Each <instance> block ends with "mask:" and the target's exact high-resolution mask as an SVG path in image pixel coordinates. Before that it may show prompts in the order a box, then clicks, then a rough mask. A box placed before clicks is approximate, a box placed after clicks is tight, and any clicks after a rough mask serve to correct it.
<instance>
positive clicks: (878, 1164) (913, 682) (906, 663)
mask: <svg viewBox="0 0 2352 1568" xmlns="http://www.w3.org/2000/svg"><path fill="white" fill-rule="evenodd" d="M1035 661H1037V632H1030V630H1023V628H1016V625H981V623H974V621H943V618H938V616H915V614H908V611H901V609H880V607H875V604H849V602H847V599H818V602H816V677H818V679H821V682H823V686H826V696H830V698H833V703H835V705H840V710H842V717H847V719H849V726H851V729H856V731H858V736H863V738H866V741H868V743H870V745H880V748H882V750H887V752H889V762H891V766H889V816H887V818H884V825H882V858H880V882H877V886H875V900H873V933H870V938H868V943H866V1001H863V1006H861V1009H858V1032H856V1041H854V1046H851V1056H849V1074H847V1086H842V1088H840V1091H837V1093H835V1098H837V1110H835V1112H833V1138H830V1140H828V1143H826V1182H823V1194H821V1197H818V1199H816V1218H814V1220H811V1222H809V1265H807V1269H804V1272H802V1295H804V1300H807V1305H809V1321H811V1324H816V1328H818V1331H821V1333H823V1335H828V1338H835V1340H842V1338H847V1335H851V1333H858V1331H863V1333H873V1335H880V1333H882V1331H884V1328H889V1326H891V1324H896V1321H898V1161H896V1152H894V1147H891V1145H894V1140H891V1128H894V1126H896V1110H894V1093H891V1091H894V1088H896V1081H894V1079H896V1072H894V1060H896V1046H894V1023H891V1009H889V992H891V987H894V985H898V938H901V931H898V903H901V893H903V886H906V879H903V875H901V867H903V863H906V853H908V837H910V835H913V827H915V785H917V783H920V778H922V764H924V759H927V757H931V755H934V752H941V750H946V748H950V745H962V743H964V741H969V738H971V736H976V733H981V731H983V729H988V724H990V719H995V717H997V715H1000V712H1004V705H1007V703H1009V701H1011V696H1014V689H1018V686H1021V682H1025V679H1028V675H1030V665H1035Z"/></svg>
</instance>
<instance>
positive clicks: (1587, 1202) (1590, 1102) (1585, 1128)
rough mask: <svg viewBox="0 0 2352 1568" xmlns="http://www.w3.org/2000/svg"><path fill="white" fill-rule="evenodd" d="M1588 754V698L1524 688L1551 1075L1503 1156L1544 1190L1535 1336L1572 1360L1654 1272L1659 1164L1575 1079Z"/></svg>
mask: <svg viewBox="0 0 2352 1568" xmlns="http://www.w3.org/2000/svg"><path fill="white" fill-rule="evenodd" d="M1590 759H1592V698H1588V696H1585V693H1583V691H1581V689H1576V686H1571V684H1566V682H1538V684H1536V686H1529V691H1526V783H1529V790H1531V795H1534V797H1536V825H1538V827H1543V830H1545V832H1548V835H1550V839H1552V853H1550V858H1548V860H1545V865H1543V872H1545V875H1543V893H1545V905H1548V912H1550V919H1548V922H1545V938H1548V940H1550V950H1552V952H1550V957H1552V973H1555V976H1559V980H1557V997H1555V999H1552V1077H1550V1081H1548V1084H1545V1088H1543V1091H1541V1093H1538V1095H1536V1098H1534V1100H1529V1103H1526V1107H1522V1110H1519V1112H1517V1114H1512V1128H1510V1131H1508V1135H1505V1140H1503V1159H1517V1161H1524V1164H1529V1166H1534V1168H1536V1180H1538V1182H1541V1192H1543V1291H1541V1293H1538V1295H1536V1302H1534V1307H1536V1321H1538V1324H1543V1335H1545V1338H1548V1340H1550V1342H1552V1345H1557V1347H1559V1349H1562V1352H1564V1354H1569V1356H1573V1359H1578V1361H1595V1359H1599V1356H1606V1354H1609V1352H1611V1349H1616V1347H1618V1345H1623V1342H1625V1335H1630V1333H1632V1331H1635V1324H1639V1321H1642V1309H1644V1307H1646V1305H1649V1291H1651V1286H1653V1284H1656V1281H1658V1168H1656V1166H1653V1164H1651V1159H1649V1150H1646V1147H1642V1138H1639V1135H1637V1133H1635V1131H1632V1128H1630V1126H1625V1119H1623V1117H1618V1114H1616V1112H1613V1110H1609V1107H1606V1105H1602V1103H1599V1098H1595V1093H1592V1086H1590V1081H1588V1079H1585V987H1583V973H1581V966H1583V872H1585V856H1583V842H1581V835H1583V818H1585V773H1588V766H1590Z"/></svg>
#####
• _ABOUT THIS TASK_: Change every "positive clicks" in the lines above to "foreground clicks", and write the lines out again with nothing else altered.

• _RESULT FOR THIS EXERCISE_:
Each <instance> block ends with "mask:" and the target's exact high-resolution mask as an SVG path in image pixel coordinates. Before that it may show prompts in the order a box, then clicks, then a rough mask. A box placed before clicks is approximate, a box placed after clicks is tight, and any clicks after a rough mask serve to correct it.
<instance>
foreground clicks: (878, 1164) (913, 682) (906, 663)
mask: <svg viewBox="0 0 2352 1568" xmlns="http://www.w3.org/2000/svg"><path fill="white" fill-rule="evenodd" d="M1035 661H1037V632H1030V630H1023V628H1016V625H981V623H974V621H943V618H938V616H915V614H908V611H901V609H880V607H875V604H849V602H847V599H818V602H816V677H818V679H821V682H823V686H826V696H830V698H833V703H835V705H840V710H842V717H847V719H849V726H851V729H856V731H858V736H863V738H866V741H868V743H870V745H880V748H882V750H887V752H889V762H891V766H889V816H887V818H884V825H882V858H880V882H877V886H875V900H873V933H870V938H868V943H866V1001H863V1006H861V1009H858V1032H856V1041H854V1046H851V1056H849V1074H847V1086H842V1088H840V1091H837V1093H835V1098H837V1110H835V1112H833V1138H830V1140H828V1143H826V1182H823V1194H821V1197H818V1199H816V1218H814V1220H811V1222H809V1265H807V1269H804V1272H802V1295H804V1300H807V1305H809V1321H811V1324H816V1328H818V1331H821V1333H823V1335H828V1338H835V1340H842V1338H847V1335H851V1333H858V1331H863V1333H873V1335H880V1333H882V1331H884V1328H889V1326H891V1324H896V1321H898V1161H896V1152H894V1147H891V1145H894V1140H891V1128H894V1126H896V1110H894V1093H891V1091H894V1088H896V1081H894V1079H896V1072H894V1060H896V1046H894V1023H891V1009H889V992H891V987H894V985H898V938H901V931H898V903H901V893H903V886H906V879H903V875H901V867H903V863H906V853H908V837H910V835H913V827H915V785H917V783H920V778H922V764H924V759H927V757H931V755H934V752H941V750H946V748H950V745H962V743H964V741H969V738H971V736H976V733H981V731H983V729H988V724H990V719H995V717H997V715H1000V712H1004V705H1007V703H1009V701H1011V696H1014V689H1018V686H1021V682H1025V679H1028V675H1030V665H1035Z"/></svg>
</instance>
<instance>
foreground clicks: (1587, 1202) (1590, 1102) (1585, 1128)
rough mask: <svg viewBox="0 0 2352 1568" xmlns="http://www.w3.org/2000/svg"><path fill="white" fill-rule="evenodd" d="M1588 754V698L1524 688L1551 1075L1503 1156L1544 1190L1535 1336L1572 1360L1654 1272L1659 1164L1575 1079Z"/></svg>
mask: <svg viewBox="0 0 2352 1568" xmlns="http://www.w3.org/2000/svg"><path fill="white" fill-rule="evenodd" d="M1590 759H1592V698H1588V696H1585V693H1583V691H1581V689H1576V686H1571V684H1566V682H1538V684H1536V686H1529V691H1526V783H1529V790H1531V795H1534V797H1536V825H1538V827H1543V830H1545V832H1548V835H1550V839H1552V853H1550V858H1548V860H1545V865H1543V872H1545V875H1543V893H1545V905H1548V912H1550V919H1548V922H1545V938H1548V940H1550V950H1552V952H1550V957H1552V973H1555V976H1559V980H1557V997H1555V999H1552V1077H1550V1081H1548V1084H1545V1088H1543V1091H1541V1093H1538V1095H1536V1098H1534V1100H1529V1103H1526V1107H1522V1110H1519V1112H1517V1114H1512V1128H1510V1131H1508V1135H1505V1140H1503V1159H1517V1161H1524V1164H1529V1166H1534V1168H1536V1180H1538V1182H1541V1192H1543V1291H1541V1293H1538V1295H1536V1302H1534V1307H1536V1321H1538V1324H1543V1335H1545V1338H1548V1340H1550V1342H1552V1345H1557V1347H1559V1349H1562V1352H1564V1354H1569V1356H1573V1359H1578V1361H1595V1359H1599V1356H1606V1354H1609V1352H1611V1349H1616V1347H1618V1345H1623V1342H1625V1335H1630V1333H1632V1331H1635V1324H1639V1321H1642V1309H1644V1307H1646V1305H1649V1291H1651V1286H1653V1284H1656V1281H1658V1168H1656V1166H1653V1164H1651V1159H1649V1150H1646V1147H1642V1138H1639V1135H1637V1133H1635V1131H1632V1128H1630V1126H1625V1119H1623V1117H1618V1114H1616V1112H1613V1110H1609V1107H1606V1105H1602V1103H1599V1098H1595V1093H1592V1086H1590V1081H1588V1079H1585V987H1583V973H1581V966H1583V872H1585V856H1583V842H1581V835H1583V818H1585V773H1588V766H1590Z"/></svg>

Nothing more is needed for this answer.